_SOURCE MATERIAL_

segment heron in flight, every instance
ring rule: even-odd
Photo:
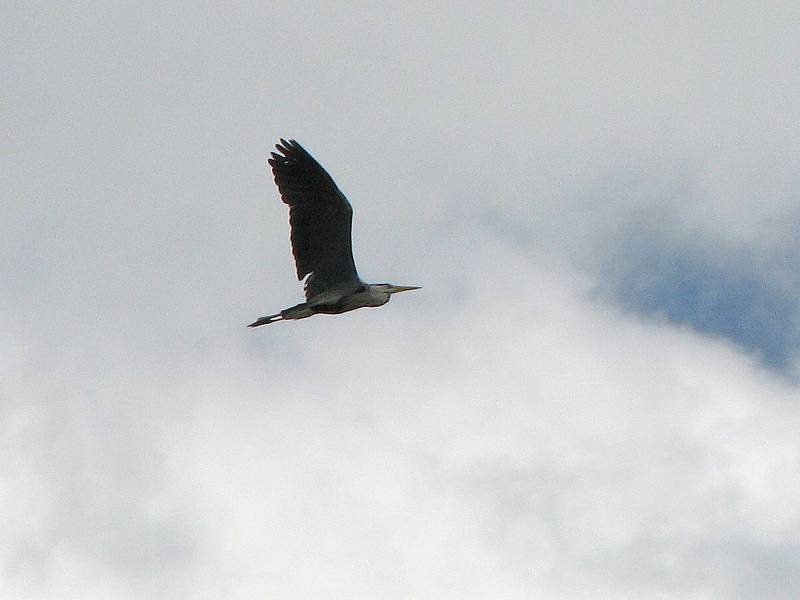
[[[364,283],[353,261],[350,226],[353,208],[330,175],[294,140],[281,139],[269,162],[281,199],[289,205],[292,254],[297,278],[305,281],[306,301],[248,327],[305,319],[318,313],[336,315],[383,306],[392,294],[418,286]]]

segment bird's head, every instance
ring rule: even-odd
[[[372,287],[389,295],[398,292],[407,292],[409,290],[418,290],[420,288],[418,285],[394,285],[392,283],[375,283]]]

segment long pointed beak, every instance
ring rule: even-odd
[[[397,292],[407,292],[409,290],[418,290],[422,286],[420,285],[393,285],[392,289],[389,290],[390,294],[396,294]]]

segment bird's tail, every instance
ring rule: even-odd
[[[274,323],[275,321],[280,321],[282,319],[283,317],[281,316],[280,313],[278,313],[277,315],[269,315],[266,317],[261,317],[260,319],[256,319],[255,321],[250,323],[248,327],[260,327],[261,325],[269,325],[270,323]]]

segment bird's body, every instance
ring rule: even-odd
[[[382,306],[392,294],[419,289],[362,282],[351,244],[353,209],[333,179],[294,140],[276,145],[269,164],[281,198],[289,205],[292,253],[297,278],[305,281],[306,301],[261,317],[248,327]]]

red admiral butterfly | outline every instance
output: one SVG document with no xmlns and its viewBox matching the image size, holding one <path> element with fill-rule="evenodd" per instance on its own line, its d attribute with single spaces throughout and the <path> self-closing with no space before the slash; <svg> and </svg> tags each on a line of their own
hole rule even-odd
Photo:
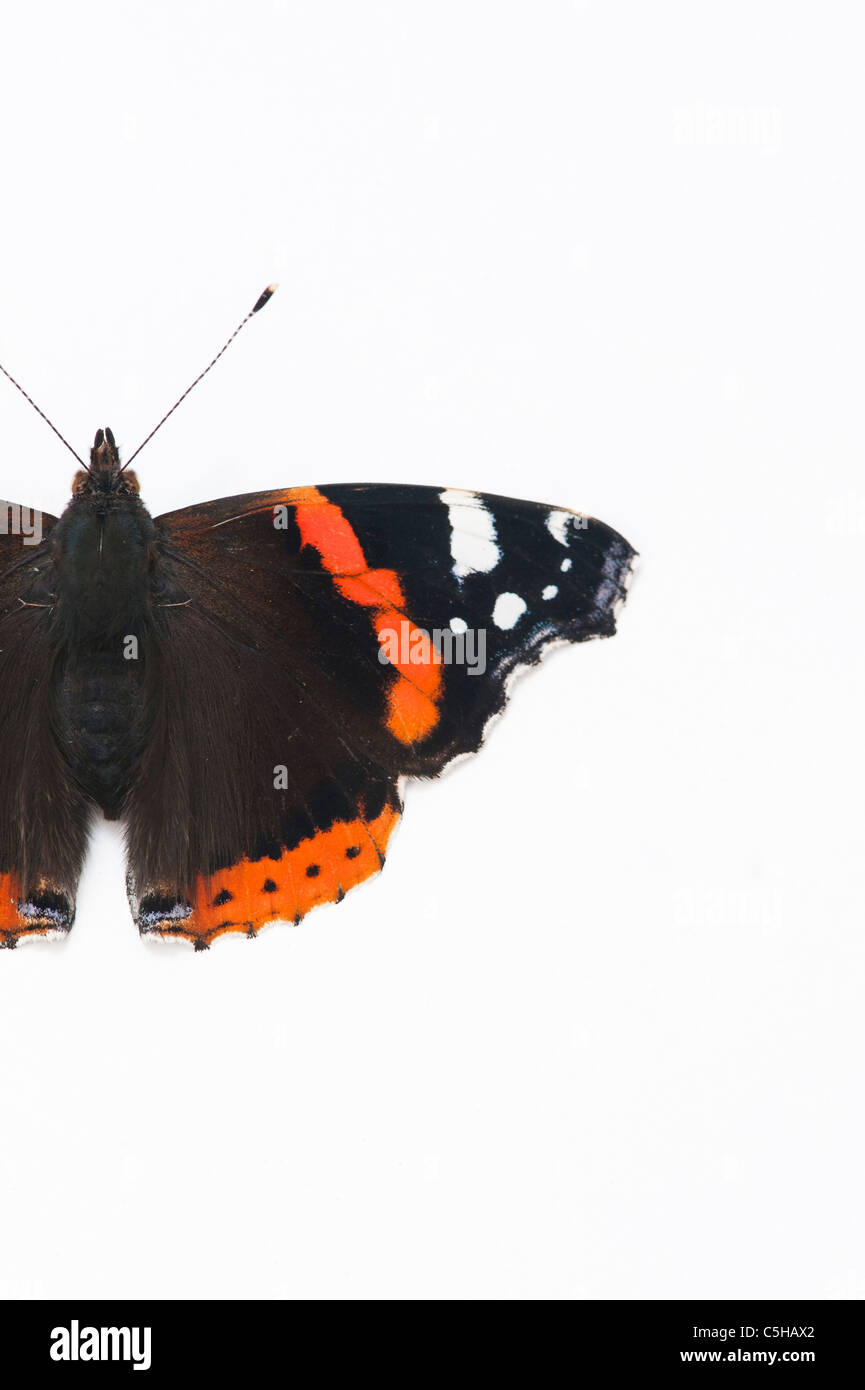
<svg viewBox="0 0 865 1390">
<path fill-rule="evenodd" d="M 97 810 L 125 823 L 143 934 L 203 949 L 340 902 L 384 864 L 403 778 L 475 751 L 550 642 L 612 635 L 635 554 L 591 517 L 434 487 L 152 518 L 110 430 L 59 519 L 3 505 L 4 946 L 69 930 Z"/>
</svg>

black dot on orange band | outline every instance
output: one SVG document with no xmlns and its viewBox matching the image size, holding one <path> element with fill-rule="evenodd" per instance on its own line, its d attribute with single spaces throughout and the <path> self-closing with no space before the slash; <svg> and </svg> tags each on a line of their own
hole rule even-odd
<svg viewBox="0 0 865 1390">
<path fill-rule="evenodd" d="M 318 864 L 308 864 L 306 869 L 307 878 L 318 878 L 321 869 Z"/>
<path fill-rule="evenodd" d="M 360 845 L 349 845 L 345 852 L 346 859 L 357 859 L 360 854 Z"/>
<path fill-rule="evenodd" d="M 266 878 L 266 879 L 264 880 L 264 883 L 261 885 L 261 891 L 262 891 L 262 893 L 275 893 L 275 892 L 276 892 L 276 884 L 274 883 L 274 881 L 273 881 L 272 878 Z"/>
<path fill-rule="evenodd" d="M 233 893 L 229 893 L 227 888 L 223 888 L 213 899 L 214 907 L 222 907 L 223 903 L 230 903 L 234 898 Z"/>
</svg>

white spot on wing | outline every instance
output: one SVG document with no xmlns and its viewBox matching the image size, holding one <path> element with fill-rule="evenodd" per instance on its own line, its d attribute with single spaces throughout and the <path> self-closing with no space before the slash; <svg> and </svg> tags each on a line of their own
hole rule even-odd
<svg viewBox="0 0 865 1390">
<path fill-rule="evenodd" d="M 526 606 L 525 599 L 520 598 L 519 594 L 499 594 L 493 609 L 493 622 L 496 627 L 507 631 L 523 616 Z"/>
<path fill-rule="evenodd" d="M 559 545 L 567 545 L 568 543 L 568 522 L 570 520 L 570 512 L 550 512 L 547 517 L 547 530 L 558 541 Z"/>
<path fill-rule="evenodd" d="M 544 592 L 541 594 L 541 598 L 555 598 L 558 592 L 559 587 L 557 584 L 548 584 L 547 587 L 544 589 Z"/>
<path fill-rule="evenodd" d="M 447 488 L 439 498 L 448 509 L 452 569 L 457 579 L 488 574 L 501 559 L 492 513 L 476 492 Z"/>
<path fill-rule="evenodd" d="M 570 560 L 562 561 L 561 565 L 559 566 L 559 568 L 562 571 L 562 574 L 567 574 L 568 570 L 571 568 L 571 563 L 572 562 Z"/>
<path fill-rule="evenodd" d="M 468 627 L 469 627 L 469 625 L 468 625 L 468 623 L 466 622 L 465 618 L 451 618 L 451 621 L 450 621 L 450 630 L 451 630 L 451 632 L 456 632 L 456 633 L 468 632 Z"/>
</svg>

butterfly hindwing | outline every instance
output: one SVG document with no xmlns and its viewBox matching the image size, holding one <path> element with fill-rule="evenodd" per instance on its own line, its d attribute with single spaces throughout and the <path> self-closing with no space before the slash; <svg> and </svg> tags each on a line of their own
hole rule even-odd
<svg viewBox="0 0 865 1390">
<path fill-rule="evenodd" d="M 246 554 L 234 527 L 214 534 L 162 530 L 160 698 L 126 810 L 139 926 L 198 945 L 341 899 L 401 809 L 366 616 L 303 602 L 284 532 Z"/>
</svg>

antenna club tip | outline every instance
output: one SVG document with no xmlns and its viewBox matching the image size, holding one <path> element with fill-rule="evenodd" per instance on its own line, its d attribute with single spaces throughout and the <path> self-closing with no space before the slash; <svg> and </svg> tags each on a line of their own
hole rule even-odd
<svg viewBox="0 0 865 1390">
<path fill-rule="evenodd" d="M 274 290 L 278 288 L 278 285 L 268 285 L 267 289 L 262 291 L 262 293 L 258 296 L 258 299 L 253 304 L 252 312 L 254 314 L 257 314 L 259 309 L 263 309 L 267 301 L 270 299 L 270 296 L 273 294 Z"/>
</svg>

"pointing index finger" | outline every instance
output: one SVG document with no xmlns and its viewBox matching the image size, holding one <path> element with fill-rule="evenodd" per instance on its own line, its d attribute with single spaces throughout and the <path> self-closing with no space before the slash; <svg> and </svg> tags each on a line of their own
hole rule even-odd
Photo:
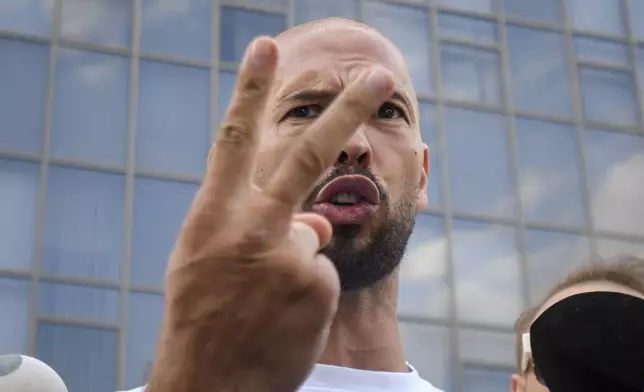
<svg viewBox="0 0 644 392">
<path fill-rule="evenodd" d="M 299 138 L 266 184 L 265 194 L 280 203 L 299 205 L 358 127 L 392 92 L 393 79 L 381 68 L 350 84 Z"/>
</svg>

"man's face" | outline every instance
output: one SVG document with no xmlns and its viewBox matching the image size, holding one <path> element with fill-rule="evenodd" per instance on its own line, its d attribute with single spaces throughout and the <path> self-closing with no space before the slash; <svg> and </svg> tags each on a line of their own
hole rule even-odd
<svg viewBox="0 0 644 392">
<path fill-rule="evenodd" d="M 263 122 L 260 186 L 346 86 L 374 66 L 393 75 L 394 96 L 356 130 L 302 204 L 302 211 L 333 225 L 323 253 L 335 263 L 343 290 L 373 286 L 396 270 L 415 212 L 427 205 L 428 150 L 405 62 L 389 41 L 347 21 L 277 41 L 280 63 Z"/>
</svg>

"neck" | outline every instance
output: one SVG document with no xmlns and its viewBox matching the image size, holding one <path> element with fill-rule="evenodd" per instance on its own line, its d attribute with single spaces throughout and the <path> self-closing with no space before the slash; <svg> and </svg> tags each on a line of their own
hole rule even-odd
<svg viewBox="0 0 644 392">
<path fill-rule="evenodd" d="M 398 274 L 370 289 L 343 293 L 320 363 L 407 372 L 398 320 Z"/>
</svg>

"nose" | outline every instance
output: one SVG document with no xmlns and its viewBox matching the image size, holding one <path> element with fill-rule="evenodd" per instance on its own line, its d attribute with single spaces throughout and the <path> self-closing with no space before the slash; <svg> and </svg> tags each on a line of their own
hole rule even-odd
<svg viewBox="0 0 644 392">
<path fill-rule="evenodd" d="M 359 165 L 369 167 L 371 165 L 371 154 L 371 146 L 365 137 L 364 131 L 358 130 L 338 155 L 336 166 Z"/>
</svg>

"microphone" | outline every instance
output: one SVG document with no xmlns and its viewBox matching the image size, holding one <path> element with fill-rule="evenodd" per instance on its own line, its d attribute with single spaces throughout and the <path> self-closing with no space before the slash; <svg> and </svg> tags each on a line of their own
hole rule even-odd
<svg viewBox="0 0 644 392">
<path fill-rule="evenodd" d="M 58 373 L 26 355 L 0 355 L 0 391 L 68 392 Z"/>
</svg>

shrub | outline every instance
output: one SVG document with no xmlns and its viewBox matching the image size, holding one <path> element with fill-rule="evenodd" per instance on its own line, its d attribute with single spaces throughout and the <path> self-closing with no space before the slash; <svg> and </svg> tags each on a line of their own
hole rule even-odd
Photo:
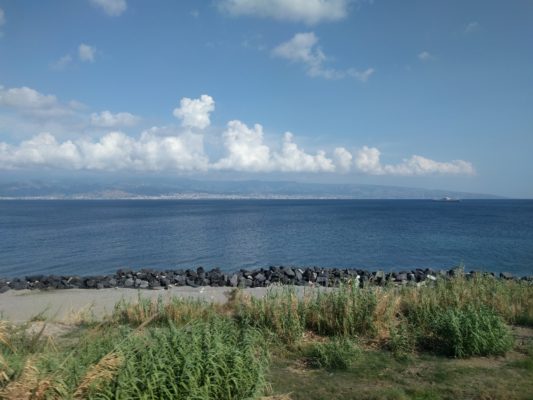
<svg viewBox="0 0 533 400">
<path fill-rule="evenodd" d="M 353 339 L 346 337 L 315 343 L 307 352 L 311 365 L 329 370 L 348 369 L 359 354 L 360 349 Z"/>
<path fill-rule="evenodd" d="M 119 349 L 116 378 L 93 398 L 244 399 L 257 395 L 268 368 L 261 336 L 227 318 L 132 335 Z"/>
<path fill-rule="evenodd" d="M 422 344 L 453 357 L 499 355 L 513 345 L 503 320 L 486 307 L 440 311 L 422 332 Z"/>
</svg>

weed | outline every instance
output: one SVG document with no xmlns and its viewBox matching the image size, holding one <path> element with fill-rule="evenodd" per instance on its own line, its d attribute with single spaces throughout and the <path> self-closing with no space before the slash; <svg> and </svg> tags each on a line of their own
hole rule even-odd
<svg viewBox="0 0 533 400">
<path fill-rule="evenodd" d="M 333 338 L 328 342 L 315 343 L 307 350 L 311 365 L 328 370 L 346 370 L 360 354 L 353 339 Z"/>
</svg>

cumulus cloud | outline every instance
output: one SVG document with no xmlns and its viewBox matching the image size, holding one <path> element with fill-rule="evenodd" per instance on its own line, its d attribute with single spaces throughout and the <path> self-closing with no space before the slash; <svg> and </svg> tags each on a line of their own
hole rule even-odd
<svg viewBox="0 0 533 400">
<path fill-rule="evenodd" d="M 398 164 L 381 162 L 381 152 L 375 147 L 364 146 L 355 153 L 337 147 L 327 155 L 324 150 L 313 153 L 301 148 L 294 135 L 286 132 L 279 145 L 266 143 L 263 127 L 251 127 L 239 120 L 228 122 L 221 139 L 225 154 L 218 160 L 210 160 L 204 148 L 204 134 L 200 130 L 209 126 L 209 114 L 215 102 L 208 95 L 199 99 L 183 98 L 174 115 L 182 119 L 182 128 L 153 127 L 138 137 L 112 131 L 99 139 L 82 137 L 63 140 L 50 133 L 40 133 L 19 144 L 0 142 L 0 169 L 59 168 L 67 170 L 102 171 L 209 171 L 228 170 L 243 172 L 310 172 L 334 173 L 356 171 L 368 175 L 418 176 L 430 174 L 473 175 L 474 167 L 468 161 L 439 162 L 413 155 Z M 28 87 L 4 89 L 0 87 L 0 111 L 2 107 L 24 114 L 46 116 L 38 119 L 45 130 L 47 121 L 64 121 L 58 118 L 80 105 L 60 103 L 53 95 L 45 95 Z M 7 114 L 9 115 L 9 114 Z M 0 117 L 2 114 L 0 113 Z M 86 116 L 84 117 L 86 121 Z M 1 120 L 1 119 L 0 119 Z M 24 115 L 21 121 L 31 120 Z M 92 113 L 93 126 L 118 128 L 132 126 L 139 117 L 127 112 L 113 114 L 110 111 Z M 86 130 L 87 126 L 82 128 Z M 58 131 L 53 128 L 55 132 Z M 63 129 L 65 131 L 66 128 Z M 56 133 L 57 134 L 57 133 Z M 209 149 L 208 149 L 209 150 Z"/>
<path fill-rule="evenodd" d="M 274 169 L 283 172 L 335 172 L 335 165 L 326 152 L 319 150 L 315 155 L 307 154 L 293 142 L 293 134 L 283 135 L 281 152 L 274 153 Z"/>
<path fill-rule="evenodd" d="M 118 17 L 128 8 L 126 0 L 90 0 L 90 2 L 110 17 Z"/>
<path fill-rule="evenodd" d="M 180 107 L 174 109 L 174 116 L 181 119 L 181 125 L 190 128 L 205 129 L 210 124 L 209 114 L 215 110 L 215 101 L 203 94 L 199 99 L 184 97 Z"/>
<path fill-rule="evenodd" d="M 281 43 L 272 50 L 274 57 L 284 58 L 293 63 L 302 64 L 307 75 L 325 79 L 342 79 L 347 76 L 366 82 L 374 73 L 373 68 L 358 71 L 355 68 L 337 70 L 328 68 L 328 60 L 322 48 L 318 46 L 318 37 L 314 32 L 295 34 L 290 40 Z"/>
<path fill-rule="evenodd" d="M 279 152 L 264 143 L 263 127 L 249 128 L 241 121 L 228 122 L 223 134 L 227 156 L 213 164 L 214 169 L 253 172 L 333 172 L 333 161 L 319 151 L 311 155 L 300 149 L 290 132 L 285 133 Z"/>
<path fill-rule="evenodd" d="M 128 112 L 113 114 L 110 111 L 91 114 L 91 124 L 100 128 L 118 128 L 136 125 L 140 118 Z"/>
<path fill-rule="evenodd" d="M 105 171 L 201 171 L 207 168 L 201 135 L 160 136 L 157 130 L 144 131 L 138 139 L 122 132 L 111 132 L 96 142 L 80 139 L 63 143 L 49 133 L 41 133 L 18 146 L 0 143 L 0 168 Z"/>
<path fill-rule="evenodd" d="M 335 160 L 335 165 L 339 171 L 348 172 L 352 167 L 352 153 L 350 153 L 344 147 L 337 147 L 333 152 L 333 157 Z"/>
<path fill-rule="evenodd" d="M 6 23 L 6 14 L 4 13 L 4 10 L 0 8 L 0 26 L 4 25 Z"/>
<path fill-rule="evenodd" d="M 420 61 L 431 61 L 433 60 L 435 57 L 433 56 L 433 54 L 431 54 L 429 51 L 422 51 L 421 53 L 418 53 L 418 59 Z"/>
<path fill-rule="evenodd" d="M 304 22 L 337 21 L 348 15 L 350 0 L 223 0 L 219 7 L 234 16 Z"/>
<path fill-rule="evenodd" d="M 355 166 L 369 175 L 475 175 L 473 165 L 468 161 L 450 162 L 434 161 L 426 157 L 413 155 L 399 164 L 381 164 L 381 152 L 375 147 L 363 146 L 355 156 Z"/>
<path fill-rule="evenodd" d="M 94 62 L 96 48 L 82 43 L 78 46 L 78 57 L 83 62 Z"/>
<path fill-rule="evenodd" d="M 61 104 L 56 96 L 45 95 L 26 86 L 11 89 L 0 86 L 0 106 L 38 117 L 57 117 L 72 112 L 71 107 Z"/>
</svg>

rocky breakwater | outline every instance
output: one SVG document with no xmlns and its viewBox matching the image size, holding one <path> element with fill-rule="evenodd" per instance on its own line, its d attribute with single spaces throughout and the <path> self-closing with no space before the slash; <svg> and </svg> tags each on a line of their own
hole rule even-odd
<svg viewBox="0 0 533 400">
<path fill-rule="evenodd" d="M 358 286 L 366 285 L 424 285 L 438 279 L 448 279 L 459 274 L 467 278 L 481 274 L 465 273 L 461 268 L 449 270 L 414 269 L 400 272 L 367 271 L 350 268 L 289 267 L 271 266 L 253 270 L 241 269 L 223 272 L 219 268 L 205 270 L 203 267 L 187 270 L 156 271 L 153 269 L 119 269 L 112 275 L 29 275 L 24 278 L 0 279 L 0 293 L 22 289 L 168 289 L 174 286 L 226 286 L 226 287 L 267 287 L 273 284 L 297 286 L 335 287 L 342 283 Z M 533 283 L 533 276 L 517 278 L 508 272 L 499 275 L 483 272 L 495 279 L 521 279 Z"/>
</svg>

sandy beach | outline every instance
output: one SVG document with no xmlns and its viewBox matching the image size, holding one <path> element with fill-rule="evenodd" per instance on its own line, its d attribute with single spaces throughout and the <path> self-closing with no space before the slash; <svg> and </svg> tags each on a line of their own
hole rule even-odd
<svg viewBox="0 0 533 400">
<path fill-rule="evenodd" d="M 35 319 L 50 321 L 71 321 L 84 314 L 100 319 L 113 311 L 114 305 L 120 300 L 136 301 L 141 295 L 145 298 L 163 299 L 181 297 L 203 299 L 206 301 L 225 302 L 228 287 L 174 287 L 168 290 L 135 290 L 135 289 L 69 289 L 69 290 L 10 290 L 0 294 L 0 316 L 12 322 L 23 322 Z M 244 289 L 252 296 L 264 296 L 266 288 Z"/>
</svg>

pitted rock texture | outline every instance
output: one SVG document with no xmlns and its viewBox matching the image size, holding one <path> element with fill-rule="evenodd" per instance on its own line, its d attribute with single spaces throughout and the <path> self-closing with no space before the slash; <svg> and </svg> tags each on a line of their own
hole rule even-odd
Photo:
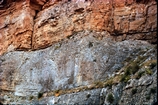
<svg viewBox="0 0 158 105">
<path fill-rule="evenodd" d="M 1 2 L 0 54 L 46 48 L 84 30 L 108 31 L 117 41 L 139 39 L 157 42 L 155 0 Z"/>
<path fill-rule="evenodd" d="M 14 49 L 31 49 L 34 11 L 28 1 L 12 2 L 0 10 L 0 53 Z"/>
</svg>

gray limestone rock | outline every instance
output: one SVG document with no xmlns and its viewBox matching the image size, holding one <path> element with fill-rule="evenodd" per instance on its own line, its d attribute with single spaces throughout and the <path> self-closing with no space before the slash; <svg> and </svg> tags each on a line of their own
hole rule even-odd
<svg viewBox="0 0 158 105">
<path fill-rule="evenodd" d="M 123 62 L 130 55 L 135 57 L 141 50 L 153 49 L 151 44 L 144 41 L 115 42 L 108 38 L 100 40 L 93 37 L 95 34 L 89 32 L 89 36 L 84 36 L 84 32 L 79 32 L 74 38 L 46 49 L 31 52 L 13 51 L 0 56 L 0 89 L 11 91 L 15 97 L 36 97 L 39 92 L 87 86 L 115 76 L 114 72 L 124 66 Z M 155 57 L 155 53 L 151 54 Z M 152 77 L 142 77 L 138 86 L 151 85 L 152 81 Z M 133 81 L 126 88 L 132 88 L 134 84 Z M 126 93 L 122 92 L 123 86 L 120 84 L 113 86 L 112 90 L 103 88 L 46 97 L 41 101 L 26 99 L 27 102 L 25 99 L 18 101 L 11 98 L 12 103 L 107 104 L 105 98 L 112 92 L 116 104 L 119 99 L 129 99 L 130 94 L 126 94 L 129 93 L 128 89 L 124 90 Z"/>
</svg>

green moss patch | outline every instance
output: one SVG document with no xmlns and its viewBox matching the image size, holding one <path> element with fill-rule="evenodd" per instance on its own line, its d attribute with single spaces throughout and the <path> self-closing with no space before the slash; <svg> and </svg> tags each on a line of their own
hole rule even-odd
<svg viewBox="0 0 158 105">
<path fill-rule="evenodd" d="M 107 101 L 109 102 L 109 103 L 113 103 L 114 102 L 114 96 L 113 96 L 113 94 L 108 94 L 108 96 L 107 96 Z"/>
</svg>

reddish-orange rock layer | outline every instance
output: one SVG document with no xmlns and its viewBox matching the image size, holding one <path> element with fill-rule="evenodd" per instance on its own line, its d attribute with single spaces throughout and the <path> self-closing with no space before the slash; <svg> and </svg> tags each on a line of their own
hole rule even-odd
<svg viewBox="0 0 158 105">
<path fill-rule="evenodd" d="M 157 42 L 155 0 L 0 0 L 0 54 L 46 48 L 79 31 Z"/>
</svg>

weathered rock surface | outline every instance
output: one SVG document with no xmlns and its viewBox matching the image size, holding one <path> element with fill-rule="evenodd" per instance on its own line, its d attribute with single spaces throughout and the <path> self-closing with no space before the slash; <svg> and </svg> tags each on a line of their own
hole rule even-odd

_GOAL OF THE EXERCISE_
Using the data above, set down each line from the line with "segment bird's tail, every instance" to the line with "black dot on" exactly, both ends included, and leave the pictures behind. Nothing else belongs.

_YOUR SOLUTION_
segment bird's tail, every instance
ring rule: even-odd
[[[274,323],[275,321],[280,321],[282,319],[283,317],[281,316],[280,313],[278,313],[277,315],[269,315],[266,317],[261,317],[260,319],[256,319],[255,321],[250,323],[248,327],[260,327],[261,325],[269,325],[270,323]]]

segment bird's body, every instance
ring rule: even-odd
[[[382,306],[392,294],[419,289],[362,282],[351,244],[353,209],[333,179],[294,140],[276,145],[269,164],[281,198],[289,205],[292,253],[297,278],[305,281],[306,301],[261,317],[248,327]]]

red admiral butterfly | outline every instance
output: one SVG document with no xmlns and its viewBox matching the image size, holding one <path> element with fill-rule="evenodd" per instance on its own line, its d attribute with single spaces throughout and the <path> self-closing with no space before the slash; <svg> and </svg> tags each on a line of their own
hole rule even-odd
Photo:
<svg viewBox="0 0 865 1390">
<path fill-rule="evenodd" d="M 97 810 L 125 823 L 143 934 L 203 949 L 340 902 L 384 864 L 403 778 L 475 751 L 550 642 L 612 635 L 635 554 L 591 517 L 434 487 L 152 518 L 110 430 L 59 519 L 3 505 L 4 946 L 69 930 Z"/>
</svg>

black dot on orange band | outline every instance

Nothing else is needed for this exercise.